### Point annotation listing
•••

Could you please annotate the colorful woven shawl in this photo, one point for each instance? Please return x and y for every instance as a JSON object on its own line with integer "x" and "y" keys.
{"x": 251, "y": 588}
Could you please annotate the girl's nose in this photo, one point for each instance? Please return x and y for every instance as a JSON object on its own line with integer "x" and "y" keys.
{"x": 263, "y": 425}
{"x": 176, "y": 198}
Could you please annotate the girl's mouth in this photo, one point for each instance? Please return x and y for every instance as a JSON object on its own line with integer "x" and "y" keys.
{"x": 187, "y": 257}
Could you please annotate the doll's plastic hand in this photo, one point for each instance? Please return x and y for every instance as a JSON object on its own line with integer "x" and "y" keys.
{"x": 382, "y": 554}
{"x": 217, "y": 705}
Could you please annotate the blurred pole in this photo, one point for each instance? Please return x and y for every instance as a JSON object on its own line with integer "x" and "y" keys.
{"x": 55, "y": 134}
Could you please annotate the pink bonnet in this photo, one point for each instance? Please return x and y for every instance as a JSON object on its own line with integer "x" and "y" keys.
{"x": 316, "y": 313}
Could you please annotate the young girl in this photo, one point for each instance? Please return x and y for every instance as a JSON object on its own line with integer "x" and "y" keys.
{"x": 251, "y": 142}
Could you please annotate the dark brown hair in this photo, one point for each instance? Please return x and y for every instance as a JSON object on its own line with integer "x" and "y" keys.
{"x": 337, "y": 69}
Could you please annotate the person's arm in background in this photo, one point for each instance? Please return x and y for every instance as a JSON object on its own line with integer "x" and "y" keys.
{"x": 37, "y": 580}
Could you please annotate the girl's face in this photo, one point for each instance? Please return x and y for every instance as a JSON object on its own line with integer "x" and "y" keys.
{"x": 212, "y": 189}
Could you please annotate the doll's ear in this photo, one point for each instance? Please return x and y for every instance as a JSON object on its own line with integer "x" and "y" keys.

•••

### TASK GOAL
Switch "annotate" to "mark" everywhere in the listing above, then write out all of its lines again with nothing else altered.

### ANSWER FOR THIS EXERCISE
Could you please mark the colorful woven shawl in this photo, one point for each instance? Please return x and y for every instance as a JSON object on its own line with integer "x" and "y" keys.
{"x": 251, "y": 588}
Could you please mark the girl's nose in this photo, one point for each instance? Please return x and y for every instance as a JSON object on its own line with integer "x" and "y" keys.
{"x": 263, "y": 425}
{"x": 176, "y": 198}
Could you please mark the girl's mouth in this photo, one point for each instance? Please return x and y for every instance as a JSON object on its own line with integer "x" and "y" keys.
{"x": 187, "y": 257}
Could you please mark the doll's plastic hand in this photo, one point for each instance? Please return x and y for every instance as a JSON object on its own line with integer "x" and "y" keys.
{"x": 382, "y": 554}
{"x": 217, "y": 705}
Could you please mark the blurred pole in this photo, one point for each instance? Please return x and y for every instance as a JSON object on its own line with integer "x" and "y" keys.
{"x": 55, "y": 134}
Could you please mark the pink bonnet in this photo, one point for each instance? Please return x and y for every instance as a JSON object on its own line with integer "x" and "y" keys.
{"x": 316, "y": 313}
Could you please mark the young girl in this photo, one point for each instance? Please return x and y for every instance as a JSON object on its own line with integer "x" and "y" keys.
{"x": 251, "y": 142}
Could you please mark the dark brown hair in this photo, one point for each instance? Please return x and y for every instance as a JSON object on its own line with integer "x" and "y" keys.
{"x": 337, "y": 69}
Could you please mark the person's arm in background in this photo, one point for each instance? Please return x and y for every instance as a JSON object on its own line with integer "x" and "y" keys.
{"x": 37, "y": 580}
Could you please mark the girl's face in this photo, one point for each instance? Please return x and y for every instance as a JSON object on its own line with integer "x" and "y" keys.
{"x": 212, "y": 189}
Could you please mark the doll's ear in this photo, one point for each instance? Please return x and y for every instance as a JSON object on its own line with integer "x" and "y" keys.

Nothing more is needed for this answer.